By Jack Cumming
It’s easier for executives to address the challenge of nonconformist residents than it is for them to address that of poorly placed executives, managers, team leaders, and workers. These misfits can plague an organization unless changes are made. It takes considerable skills of perception, counseling, and repositioning to unleash the full human potential of an organization.
Inc. Magazine shared, “In a recent poll carried out by Personal Group, around 70% of self-employed people reported that they were happy in their job. Only about 48% of those who work for someone said they were happy.” If over half the people in your enterprise are unhappy with their work, they’re not giving the organization their best. No wonder there’s a workforce challenge.
Matching talent to corporate needs is one of the most important tasks in any first-rate organization. Mechanistic matching is dehumanizing. As an example, if you need a fitness director, then you hire someone who majored in kinesiology in college. If you need a dining manager, you look for culinary training. If you want a marketing manager, then find a business major with a marketing concentration. That mechanical approach is common.

Object location annotation data
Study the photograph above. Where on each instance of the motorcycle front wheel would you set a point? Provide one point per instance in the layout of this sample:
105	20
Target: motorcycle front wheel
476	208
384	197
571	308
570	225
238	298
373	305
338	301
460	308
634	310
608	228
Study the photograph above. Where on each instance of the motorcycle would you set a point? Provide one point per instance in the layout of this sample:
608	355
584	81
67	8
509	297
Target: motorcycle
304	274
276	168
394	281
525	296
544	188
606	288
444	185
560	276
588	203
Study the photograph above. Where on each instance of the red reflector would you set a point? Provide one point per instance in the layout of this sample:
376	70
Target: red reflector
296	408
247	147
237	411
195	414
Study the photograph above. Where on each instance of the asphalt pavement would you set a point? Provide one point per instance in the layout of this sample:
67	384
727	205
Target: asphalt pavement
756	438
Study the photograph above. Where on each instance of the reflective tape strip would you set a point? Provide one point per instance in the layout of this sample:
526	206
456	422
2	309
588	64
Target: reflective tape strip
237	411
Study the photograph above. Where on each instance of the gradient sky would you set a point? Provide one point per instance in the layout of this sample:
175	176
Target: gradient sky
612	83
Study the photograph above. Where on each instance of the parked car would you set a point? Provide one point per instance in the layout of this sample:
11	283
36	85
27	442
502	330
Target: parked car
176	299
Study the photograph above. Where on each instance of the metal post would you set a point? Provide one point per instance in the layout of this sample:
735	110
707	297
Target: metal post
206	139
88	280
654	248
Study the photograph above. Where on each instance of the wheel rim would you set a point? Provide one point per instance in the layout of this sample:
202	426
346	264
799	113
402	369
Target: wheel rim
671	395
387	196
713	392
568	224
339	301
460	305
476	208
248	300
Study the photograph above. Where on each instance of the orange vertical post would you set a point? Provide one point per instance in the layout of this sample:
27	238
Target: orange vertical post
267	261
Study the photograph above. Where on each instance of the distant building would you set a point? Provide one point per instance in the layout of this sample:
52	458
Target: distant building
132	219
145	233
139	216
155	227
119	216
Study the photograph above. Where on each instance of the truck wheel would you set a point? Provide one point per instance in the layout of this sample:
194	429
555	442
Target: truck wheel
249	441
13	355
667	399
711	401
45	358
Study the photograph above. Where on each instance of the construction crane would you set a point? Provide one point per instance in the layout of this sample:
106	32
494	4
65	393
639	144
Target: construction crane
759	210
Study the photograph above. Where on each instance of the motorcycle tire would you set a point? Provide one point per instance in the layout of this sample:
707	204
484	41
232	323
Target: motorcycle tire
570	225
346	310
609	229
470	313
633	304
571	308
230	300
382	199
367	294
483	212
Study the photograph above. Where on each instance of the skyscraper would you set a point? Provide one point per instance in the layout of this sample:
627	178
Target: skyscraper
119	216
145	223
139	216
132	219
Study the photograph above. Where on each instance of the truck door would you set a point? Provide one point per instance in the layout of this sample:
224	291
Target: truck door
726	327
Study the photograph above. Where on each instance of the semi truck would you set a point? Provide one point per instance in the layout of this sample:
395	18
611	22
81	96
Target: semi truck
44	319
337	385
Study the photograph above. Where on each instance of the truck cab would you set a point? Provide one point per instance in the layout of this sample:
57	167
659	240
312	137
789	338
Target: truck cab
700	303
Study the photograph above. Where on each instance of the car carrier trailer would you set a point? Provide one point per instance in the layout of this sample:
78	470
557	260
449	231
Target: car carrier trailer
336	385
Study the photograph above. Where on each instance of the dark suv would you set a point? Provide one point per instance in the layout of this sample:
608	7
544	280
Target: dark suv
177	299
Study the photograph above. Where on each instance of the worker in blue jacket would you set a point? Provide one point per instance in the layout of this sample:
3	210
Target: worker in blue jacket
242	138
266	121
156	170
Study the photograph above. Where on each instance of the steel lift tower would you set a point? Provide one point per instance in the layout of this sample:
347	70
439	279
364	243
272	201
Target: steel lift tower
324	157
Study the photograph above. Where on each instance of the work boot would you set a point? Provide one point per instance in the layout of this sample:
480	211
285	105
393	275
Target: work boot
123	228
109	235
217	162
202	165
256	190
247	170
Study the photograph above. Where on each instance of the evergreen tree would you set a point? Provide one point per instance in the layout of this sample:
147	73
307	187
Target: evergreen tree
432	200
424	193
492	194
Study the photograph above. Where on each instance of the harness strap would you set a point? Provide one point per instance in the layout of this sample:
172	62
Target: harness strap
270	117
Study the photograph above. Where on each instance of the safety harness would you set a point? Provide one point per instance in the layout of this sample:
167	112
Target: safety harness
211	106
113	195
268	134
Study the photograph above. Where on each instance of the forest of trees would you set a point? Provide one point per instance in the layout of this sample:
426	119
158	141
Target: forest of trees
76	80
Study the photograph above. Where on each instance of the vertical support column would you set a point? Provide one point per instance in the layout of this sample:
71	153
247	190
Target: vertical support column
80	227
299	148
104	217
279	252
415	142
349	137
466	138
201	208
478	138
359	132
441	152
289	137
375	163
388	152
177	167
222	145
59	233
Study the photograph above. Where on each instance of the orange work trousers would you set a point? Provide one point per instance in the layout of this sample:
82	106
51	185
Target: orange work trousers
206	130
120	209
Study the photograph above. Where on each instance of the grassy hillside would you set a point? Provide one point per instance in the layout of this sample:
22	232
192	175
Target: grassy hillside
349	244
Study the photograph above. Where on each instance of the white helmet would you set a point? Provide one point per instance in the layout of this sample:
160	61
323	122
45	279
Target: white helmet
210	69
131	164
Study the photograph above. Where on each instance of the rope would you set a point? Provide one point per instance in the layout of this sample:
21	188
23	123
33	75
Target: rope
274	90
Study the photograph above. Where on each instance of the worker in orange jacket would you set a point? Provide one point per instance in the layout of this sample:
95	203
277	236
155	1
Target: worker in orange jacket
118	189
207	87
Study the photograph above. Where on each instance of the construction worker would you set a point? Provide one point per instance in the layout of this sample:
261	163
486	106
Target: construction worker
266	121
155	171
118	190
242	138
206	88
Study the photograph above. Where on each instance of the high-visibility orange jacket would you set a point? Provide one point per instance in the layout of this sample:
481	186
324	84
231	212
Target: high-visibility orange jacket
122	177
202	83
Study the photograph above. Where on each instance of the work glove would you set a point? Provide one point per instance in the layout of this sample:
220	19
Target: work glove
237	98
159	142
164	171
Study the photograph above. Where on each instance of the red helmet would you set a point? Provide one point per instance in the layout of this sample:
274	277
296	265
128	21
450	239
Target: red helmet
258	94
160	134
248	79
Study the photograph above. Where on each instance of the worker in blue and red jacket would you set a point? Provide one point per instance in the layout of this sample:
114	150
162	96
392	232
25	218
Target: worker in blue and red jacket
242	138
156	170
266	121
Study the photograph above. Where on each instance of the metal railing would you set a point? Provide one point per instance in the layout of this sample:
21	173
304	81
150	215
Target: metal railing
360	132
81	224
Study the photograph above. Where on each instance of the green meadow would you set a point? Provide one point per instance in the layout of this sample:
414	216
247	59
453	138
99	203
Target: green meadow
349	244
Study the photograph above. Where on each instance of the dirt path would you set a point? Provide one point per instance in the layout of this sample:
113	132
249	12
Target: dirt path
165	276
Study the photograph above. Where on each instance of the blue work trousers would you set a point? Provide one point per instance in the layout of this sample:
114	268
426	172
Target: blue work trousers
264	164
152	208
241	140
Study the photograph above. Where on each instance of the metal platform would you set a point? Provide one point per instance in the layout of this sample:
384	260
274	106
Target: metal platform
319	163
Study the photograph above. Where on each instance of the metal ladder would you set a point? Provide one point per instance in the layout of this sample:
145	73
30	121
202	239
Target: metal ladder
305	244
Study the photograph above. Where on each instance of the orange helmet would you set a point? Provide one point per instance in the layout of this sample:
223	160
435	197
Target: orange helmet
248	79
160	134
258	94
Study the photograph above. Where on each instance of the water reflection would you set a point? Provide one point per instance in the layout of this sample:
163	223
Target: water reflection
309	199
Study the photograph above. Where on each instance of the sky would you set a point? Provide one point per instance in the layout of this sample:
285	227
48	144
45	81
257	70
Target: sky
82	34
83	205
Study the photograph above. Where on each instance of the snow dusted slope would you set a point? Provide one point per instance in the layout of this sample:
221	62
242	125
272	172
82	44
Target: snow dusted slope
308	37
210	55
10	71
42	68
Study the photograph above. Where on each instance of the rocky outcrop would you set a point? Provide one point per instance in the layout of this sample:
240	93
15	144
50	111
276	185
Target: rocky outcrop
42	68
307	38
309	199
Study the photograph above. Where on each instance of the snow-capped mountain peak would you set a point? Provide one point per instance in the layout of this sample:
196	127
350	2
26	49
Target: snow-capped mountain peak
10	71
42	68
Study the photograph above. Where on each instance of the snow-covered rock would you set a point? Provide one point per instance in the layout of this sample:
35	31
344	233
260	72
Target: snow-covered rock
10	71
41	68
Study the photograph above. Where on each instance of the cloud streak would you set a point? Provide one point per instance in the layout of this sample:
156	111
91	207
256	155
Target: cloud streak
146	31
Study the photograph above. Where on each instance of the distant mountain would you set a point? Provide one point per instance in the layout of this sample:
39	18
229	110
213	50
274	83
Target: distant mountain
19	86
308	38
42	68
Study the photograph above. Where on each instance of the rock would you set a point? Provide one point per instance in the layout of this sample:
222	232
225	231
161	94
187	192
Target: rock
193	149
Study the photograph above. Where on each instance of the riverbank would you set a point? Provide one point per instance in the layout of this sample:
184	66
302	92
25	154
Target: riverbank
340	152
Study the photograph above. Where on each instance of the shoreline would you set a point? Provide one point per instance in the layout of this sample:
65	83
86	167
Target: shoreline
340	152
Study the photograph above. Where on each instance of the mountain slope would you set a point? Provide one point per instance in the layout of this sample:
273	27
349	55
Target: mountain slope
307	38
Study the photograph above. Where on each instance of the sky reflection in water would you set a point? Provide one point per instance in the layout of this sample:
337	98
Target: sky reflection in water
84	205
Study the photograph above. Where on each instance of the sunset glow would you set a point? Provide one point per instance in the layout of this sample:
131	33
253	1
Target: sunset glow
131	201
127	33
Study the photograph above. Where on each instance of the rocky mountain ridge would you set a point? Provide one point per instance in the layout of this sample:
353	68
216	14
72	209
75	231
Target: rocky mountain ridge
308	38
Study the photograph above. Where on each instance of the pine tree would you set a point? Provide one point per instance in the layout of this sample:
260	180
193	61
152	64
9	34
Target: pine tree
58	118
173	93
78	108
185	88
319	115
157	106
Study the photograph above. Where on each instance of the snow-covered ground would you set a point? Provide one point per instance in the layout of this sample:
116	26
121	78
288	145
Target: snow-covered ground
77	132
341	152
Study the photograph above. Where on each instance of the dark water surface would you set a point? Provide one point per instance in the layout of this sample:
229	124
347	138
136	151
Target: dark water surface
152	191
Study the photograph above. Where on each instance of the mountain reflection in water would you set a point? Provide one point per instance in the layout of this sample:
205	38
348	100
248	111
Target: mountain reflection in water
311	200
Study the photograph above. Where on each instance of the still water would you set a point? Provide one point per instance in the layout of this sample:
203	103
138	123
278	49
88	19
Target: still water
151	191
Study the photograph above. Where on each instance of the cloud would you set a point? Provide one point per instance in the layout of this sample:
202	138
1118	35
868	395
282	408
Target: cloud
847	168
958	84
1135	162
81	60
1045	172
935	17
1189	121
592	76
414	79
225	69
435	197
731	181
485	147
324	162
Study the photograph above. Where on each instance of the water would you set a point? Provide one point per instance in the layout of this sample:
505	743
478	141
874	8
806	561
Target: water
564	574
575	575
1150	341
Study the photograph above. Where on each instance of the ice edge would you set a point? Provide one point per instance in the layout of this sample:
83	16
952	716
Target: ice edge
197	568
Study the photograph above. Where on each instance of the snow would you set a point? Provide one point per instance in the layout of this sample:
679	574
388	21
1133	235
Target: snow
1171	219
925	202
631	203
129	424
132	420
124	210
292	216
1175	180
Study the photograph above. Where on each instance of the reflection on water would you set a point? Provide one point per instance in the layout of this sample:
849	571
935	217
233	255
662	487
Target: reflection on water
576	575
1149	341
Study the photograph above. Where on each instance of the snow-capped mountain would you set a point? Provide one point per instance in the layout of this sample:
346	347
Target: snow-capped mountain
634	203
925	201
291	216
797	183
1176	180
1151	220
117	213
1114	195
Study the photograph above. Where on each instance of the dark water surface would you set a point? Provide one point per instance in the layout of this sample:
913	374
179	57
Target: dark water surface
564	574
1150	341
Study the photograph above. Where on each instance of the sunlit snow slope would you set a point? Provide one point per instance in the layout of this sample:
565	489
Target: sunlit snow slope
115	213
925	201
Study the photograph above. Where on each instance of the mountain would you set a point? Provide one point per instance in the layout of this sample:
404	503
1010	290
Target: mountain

> REQUIRED ACTIONS:
A. In the article on matching talent, which positions are given as examples of mechanical hiring? Give each with the background that approach would look for.
B. According to the poll cited in the article on matching talent, what share of self-employed people reported being happy in their job?
This data comes from a different source than the text.

> ANSWERS PER TASK:
A.
- Fitness director: a college major in kinesiology
- Dining manager: culinary training
- Marketing manager: a business major with a marketing concentration

B. Around 70%.